# EXERCISE OBJECTIVE
From the entries below, copy out each line that contains the word "yellow".

— start of INFORMATION SUPPLIED —

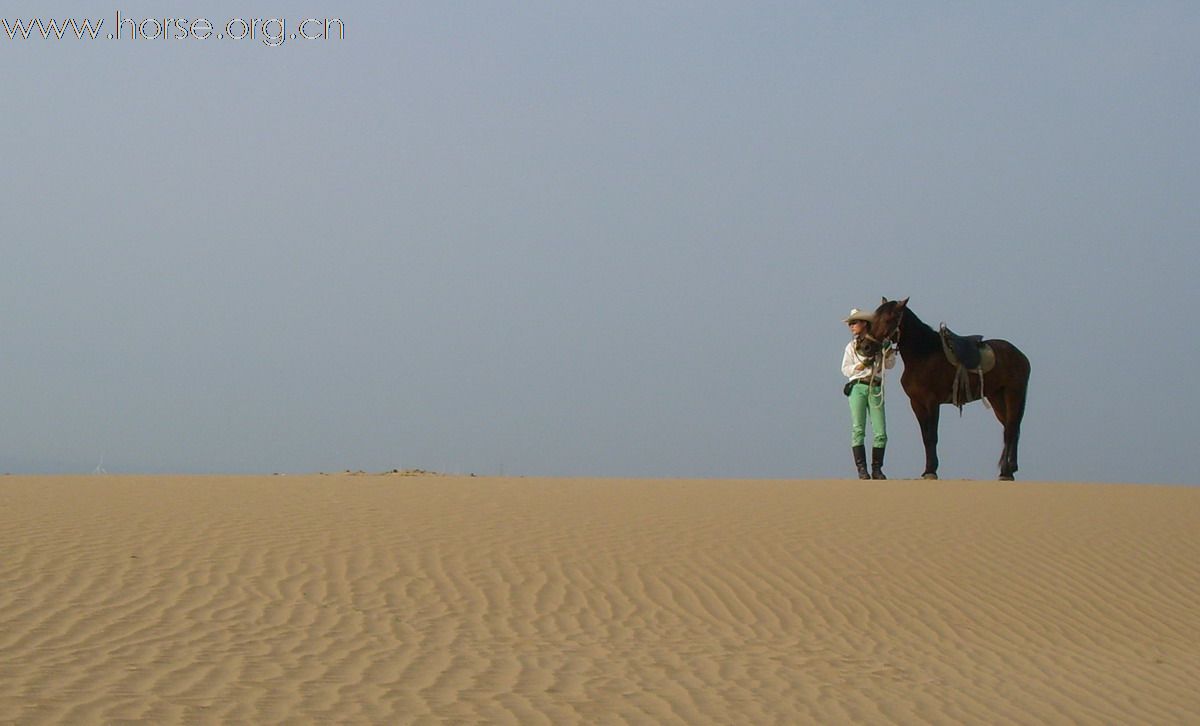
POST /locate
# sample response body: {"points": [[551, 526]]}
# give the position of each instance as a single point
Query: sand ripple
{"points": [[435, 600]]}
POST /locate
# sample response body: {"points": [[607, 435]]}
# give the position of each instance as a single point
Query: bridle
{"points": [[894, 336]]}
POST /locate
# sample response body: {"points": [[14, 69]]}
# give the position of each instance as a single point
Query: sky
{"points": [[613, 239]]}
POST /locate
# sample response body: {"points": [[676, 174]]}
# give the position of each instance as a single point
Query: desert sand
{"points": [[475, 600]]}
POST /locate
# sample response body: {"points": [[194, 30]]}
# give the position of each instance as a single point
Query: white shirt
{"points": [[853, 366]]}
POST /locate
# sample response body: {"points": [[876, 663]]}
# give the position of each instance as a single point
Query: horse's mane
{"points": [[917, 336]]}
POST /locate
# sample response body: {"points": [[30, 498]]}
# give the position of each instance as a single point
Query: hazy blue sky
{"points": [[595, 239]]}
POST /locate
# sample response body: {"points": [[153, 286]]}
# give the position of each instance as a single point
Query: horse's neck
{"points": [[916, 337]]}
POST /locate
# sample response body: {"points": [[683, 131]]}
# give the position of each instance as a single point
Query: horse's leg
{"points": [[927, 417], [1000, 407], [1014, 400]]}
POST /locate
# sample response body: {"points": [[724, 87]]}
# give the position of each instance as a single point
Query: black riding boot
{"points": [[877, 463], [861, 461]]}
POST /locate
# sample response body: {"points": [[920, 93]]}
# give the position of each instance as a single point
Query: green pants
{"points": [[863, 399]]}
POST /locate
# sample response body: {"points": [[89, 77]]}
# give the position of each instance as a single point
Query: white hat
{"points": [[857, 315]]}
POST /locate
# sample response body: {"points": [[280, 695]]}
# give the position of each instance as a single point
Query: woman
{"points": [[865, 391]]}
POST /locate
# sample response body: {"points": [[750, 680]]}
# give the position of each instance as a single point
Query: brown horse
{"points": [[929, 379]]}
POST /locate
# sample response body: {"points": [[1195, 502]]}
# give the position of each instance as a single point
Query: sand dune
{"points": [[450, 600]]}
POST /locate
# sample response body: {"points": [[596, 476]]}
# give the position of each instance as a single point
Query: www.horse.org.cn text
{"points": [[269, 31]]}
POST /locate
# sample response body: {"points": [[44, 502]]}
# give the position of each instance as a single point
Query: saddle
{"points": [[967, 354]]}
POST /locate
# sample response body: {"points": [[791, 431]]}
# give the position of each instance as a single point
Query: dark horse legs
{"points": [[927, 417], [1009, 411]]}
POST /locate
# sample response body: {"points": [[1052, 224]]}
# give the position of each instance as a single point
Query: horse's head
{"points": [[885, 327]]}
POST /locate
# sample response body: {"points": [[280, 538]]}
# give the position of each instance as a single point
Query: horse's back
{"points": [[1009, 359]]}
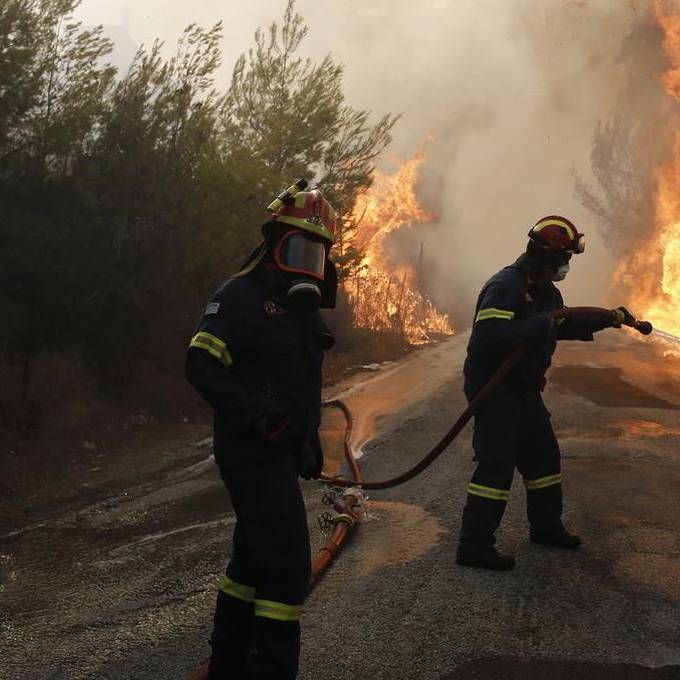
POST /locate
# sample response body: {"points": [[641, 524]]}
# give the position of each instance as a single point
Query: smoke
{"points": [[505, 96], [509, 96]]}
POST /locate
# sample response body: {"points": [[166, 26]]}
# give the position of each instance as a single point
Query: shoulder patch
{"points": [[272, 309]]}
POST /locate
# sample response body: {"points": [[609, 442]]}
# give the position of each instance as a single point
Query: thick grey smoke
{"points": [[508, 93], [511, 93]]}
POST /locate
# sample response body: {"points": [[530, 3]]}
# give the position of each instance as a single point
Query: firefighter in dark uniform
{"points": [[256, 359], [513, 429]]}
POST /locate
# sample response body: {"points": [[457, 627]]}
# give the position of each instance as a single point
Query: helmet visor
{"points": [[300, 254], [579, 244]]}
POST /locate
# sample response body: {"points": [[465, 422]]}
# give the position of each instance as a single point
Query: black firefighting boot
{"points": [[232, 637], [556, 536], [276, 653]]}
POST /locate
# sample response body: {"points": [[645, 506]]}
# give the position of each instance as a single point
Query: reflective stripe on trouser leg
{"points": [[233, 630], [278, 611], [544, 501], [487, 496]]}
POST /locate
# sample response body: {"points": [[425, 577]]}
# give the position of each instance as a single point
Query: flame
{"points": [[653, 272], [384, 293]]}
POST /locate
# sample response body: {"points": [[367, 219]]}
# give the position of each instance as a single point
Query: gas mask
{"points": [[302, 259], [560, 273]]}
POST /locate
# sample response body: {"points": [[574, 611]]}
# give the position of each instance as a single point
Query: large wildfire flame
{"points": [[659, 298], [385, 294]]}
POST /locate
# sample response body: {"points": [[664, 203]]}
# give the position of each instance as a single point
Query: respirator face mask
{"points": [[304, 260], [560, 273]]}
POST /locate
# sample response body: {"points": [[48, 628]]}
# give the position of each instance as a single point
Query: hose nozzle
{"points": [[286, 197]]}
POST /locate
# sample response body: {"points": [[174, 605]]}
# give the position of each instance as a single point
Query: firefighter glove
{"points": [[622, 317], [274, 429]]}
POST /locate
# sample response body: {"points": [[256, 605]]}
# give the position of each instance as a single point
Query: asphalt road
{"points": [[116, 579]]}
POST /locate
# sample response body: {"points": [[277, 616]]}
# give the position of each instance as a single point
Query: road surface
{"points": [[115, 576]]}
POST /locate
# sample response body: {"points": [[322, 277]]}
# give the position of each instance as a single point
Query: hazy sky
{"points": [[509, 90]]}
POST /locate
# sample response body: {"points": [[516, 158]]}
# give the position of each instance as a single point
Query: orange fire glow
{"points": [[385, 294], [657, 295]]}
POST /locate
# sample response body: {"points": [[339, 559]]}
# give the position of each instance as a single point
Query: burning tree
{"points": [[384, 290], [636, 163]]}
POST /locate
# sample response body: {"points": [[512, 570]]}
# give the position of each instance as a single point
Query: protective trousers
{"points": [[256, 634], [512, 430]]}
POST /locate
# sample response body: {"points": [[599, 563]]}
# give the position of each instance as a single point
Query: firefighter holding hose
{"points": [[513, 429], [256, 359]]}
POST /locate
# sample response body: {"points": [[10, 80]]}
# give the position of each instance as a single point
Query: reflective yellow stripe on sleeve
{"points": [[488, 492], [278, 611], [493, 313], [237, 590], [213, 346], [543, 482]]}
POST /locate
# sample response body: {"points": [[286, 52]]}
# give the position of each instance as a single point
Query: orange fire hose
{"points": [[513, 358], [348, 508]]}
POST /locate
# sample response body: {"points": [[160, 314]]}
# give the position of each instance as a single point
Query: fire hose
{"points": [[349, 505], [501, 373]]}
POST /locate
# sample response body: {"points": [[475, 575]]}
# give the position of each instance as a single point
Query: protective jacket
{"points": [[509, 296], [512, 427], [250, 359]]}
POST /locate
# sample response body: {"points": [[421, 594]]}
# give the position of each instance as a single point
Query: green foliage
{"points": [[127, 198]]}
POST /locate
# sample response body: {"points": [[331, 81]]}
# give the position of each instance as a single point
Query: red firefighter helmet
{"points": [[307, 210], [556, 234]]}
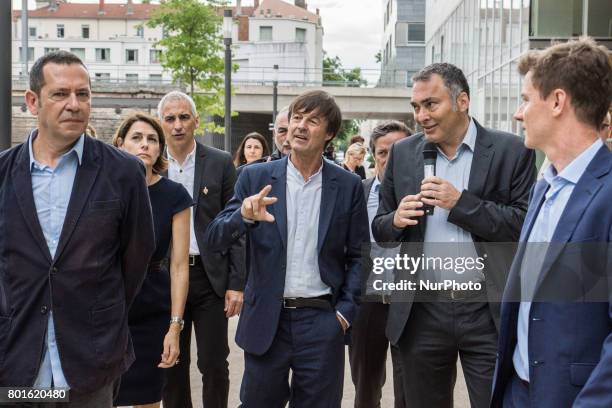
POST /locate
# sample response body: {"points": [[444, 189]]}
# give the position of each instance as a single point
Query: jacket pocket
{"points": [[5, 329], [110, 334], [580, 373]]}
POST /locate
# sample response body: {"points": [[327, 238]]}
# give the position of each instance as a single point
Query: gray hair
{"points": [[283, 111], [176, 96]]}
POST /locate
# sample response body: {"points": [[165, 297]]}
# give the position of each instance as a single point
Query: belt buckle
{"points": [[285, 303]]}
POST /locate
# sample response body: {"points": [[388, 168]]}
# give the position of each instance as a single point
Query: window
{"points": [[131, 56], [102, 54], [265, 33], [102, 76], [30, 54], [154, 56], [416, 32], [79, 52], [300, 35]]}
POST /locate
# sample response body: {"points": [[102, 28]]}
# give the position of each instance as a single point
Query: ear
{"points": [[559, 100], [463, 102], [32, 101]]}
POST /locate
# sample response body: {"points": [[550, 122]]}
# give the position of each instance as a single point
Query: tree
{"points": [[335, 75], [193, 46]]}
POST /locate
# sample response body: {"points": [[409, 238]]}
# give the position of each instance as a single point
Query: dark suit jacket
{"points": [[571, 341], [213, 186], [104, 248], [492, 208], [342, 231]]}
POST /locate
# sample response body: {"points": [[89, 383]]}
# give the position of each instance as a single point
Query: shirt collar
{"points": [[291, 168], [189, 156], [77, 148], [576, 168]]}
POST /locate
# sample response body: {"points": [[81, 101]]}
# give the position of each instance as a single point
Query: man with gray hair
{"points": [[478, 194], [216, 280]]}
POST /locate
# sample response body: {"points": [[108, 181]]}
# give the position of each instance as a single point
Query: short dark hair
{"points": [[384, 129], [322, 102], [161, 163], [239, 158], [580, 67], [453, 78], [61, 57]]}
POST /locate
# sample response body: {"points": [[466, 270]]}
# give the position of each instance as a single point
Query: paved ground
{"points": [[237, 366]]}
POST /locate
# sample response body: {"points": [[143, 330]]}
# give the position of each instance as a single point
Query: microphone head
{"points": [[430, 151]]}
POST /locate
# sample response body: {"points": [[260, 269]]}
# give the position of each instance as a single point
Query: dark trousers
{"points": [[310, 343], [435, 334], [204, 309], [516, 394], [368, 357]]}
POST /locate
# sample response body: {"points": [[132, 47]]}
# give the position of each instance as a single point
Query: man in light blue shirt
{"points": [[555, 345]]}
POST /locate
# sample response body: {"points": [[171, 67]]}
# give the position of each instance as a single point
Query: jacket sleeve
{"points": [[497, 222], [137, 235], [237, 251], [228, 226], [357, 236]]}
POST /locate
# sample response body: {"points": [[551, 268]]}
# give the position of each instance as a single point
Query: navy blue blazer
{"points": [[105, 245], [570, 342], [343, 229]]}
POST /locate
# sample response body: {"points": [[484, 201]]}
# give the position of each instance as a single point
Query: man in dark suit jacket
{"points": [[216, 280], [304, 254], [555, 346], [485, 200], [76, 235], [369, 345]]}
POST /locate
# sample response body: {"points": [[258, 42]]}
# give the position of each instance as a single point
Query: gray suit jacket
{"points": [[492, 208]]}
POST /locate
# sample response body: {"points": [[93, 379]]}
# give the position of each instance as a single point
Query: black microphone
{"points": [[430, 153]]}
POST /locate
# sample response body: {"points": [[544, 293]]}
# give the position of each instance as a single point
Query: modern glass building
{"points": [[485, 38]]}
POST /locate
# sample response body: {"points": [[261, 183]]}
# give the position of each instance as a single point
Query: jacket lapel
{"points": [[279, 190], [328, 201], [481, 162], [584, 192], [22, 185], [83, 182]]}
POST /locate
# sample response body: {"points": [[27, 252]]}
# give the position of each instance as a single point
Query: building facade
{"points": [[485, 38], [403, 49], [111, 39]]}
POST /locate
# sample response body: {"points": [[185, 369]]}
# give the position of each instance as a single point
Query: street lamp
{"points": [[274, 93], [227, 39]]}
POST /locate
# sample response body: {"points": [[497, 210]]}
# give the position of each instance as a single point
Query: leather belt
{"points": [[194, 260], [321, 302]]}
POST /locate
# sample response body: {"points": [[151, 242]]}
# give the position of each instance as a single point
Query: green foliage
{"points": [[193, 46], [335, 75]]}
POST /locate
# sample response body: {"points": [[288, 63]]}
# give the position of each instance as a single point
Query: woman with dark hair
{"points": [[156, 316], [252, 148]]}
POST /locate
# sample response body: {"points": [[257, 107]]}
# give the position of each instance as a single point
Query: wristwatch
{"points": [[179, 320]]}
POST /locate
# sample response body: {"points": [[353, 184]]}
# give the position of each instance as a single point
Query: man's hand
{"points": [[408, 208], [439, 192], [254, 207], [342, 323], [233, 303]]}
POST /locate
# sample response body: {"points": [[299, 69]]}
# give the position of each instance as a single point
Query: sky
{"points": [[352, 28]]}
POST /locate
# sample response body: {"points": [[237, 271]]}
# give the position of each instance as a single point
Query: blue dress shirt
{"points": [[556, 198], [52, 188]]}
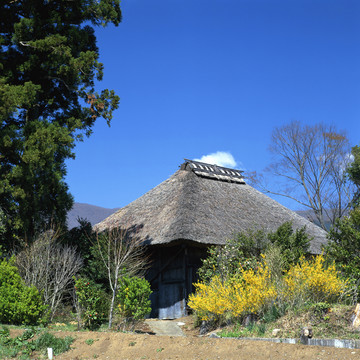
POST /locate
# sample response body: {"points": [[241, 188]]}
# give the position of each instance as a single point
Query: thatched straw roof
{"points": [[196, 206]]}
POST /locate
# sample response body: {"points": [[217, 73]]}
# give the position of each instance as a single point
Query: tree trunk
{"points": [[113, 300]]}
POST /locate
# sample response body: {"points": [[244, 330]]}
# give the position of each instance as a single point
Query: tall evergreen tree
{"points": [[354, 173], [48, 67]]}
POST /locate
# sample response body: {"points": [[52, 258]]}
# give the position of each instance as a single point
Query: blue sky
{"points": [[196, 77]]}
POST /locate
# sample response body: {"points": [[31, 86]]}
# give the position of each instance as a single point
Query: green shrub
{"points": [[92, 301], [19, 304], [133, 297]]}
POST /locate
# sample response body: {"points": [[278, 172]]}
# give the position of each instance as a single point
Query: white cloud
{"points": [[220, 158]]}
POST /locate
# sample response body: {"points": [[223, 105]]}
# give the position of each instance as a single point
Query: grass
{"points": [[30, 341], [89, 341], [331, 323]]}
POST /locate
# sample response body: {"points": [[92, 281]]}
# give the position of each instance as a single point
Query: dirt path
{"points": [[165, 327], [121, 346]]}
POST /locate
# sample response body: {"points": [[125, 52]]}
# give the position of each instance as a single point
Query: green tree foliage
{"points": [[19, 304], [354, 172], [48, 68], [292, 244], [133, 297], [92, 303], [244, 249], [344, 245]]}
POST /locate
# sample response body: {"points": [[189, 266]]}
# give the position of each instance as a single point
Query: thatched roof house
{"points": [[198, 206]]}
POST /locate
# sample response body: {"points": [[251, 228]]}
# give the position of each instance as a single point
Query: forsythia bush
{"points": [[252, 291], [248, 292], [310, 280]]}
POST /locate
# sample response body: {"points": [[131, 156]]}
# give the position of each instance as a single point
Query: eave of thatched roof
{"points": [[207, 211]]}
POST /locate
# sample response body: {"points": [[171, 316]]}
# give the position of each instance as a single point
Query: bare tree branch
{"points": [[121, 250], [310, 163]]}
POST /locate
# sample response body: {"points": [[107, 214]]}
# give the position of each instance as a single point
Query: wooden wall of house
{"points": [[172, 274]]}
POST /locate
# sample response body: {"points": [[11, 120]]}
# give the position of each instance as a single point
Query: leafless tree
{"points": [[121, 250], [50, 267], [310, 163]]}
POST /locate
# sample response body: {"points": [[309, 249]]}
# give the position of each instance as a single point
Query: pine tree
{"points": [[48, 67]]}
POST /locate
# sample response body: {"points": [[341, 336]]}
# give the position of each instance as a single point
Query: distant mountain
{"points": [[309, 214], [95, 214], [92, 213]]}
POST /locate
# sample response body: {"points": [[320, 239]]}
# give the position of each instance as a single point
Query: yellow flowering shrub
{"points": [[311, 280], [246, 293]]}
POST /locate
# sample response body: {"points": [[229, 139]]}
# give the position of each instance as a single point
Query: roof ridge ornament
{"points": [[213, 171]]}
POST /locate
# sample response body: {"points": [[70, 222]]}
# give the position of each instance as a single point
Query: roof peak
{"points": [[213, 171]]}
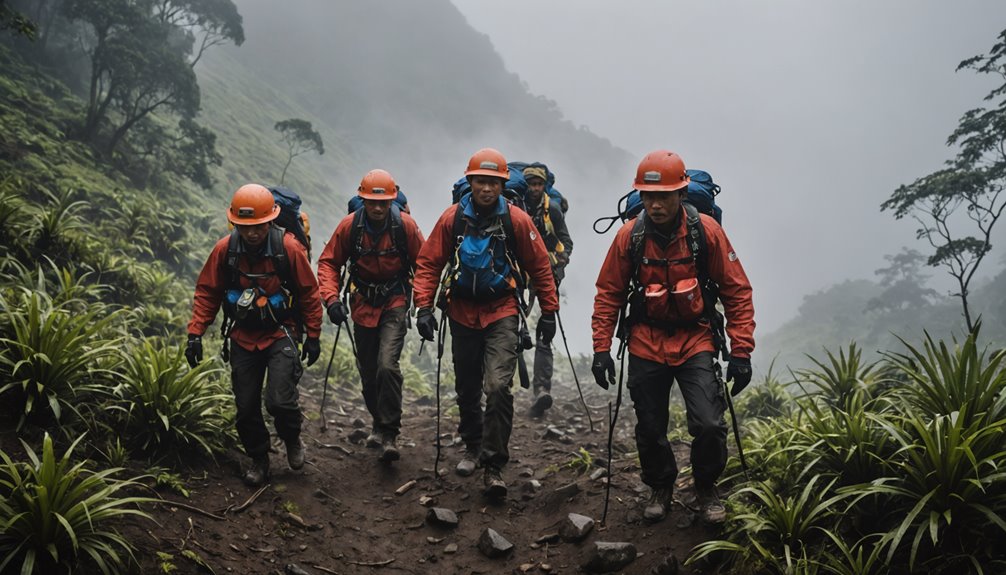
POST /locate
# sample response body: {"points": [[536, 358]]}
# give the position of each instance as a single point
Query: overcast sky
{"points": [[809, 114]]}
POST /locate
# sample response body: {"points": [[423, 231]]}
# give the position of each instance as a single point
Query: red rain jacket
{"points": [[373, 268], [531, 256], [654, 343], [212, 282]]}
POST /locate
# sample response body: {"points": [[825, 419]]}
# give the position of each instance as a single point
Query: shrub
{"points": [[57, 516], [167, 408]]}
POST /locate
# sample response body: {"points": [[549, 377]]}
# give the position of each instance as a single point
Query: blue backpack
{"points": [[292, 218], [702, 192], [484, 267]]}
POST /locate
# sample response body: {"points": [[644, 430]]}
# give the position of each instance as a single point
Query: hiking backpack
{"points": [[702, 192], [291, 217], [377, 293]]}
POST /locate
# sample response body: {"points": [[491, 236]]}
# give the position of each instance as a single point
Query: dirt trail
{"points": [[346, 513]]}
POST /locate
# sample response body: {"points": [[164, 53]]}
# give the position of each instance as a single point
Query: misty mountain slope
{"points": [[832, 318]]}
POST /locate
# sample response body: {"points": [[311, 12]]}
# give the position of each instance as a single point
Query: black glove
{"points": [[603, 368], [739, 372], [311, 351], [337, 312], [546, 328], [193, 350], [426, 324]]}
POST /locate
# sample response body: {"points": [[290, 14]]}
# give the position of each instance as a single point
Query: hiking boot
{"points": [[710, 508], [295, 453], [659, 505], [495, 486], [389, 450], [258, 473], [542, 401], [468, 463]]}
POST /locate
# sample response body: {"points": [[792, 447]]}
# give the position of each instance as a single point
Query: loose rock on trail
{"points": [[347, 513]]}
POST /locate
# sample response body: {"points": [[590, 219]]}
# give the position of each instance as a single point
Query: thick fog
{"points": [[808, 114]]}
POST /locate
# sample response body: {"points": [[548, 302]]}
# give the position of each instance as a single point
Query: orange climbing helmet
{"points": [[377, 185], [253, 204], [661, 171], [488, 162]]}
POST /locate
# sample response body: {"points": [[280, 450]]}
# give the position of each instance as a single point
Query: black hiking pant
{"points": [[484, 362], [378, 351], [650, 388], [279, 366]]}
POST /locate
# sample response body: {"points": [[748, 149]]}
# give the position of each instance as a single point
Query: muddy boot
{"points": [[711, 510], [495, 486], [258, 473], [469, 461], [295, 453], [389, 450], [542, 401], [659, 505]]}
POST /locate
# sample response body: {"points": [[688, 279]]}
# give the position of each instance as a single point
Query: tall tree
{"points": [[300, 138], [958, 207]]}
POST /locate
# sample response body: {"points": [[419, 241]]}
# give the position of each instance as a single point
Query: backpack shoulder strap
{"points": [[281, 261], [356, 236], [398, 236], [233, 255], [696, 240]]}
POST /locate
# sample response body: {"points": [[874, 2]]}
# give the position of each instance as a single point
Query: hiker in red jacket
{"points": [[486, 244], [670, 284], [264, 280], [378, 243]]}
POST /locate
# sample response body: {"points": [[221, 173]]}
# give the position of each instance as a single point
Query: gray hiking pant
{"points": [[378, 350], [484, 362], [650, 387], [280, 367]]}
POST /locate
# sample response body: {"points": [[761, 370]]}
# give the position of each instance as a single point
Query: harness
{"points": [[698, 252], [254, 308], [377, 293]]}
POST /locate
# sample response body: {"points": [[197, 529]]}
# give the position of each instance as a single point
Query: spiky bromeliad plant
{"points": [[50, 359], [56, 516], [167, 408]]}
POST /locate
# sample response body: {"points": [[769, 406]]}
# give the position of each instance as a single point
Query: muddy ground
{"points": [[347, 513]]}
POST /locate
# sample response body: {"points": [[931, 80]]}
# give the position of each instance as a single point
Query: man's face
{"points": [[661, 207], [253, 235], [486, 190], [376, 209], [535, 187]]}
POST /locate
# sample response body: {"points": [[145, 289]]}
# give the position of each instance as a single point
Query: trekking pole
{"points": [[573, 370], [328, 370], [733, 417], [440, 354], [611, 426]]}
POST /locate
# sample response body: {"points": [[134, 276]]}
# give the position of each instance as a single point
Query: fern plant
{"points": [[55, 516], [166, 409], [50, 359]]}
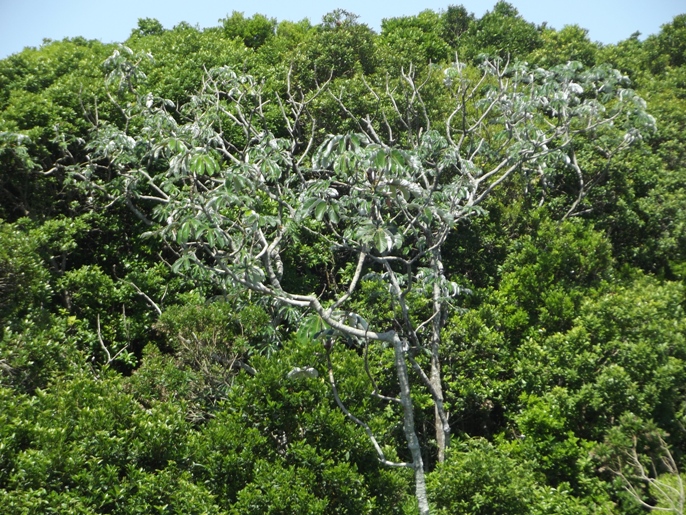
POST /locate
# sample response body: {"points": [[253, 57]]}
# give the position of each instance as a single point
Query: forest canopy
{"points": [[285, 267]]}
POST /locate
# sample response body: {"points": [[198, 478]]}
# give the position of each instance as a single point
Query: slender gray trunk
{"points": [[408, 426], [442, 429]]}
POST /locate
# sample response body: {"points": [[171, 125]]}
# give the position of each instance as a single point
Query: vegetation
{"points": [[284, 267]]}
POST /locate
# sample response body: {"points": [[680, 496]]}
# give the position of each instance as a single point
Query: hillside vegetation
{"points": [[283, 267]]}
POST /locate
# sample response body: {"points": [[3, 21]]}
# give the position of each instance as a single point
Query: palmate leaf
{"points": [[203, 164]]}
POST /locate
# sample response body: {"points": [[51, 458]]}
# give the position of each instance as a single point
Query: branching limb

— end of INFORMATION SUPPLIED —

# ANSWER TO THIS EXERCISE
Query: reflective yellow stripe on sleeve
Query: yellow flowering shrub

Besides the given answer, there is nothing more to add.